Scan the entries below for the string "jacket" and copy every line where it turns up.

§ **Listed entries**:
● ● ● ● ● ● ●

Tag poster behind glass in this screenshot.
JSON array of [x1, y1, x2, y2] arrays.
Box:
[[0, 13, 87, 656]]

● ● ● ● ● ● ●

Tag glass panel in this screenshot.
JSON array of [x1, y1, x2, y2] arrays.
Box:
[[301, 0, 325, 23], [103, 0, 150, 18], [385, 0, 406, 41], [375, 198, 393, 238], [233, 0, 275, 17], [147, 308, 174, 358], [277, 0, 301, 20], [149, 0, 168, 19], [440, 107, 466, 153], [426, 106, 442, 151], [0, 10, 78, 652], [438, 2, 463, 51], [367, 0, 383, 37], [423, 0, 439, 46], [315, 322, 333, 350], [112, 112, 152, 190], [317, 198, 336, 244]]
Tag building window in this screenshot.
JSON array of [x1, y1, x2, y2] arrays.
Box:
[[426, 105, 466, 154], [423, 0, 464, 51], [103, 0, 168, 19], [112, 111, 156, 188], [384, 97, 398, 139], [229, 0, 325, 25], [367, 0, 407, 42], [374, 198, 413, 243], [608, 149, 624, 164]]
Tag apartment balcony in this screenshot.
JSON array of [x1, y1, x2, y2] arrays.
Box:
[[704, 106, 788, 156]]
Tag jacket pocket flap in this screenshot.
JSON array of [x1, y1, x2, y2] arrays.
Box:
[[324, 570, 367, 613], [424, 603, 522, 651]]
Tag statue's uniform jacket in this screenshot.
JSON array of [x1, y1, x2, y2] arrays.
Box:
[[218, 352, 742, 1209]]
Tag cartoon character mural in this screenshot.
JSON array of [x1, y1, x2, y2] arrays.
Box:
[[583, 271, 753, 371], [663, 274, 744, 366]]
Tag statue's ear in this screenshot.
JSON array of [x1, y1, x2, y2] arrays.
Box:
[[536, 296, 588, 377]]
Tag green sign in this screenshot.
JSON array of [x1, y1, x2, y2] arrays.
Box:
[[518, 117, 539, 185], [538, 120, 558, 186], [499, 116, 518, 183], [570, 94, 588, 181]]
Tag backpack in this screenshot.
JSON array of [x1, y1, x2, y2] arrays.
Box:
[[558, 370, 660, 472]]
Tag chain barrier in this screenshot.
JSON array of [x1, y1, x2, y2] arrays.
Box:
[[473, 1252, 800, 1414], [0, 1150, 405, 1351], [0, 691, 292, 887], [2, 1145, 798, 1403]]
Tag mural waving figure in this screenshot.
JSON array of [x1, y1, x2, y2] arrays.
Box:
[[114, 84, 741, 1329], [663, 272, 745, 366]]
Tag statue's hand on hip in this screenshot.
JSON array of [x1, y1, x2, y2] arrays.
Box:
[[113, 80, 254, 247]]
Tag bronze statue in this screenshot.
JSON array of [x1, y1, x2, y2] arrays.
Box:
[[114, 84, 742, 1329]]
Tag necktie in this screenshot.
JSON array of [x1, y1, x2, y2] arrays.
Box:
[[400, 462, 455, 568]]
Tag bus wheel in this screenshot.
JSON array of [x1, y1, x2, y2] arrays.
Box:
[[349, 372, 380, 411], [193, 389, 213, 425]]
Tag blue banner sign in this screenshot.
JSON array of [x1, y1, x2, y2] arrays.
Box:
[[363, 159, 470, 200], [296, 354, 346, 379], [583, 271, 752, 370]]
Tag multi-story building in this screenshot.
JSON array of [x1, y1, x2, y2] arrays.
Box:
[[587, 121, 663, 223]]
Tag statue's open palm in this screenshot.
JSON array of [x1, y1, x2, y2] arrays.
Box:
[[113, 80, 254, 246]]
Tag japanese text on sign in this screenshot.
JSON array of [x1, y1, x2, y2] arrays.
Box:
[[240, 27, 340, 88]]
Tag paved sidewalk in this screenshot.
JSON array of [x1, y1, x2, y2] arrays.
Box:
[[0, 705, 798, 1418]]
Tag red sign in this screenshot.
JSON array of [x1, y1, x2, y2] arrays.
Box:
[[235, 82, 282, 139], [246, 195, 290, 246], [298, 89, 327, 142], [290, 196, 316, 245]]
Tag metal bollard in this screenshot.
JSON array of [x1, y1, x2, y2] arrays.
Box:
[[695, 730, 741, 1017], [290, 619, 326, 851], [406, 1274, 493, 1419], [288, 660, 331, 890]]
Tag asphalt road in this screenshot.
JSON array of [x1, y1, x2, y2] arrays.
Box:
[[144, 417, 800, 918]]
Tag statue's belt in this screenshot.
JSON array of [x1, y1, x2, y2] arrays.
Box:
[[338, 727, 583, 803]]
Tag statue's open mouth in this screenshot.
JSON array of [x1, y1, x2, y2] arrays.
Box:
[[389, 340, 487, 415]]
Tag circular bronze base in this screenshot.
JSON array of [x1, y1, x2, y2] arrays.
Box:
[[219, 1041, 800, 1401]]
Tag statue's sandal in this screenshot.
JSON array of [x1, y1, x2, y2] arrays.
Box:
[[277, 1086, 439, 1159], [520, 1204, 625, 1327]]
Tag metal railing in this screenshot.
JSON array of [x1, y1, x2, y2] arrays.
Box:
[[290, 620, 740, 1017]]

● ● ● ● ● ● ●

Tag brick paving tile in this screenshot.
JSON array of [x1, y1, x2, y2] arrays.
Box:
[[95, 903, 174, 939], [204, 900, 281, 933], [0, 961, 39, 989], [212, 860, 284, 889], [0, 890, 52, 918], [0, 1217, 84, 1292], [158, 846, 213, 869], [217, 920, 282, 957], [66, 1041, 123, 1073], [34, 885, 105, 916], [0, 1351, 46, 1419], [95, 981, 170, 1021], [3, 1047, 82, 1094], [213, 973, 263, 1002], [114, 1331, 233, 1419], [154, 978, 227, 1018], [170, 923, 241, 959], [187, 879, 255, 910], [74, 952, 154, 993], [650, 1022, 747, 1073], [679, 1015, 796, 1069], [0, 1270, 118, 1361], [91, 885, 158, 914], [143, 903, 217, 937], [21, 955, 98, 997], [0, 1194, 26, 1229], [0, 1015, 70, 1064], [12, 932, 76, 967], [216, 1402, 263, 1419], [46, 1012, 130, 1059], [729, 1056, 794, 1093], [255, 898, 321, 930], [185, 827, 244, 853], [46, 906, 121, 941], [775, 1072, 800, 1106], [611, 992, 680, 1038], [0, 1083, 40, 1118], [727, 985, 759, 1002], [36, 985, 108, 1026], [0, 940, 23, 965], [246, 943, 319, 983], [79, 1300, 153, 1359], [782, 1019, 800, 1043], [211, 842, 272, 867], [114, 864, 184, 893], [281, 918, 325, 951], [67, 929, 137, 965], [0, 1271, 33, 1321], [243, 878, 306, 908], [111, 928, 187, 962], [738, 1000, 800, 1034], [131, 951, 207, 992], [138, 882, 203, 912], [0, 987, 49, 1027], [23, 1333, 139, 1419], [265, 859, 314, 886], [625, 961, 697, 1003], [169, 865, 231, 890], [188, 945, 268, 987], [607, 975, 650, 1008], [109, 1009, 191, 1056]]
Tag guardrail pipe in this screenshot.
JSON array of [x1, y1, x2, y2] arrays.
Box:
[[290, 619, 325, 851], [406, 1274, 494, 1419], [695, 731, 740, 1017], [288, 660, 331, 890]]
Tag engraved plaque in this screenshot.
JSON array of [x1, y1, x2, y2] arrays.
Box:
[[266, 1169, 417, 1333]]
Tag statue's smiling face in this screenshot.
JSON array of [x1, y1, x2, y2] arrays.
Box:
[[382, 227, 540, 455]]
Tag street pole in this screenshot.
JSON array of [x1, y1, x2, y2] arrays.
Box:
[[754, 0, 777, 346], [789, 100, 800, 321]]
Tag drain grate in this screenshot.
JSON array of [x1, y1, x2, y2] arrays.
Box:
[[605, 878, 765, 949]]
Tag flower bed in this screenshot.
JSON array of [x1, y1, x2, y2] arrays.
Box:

● ● ● ● ● ● ●

§ **Solution to the exercise**:
Tag jacket pocket flap in this screenshot.
Tag statue's uniform jacket in this screenshot.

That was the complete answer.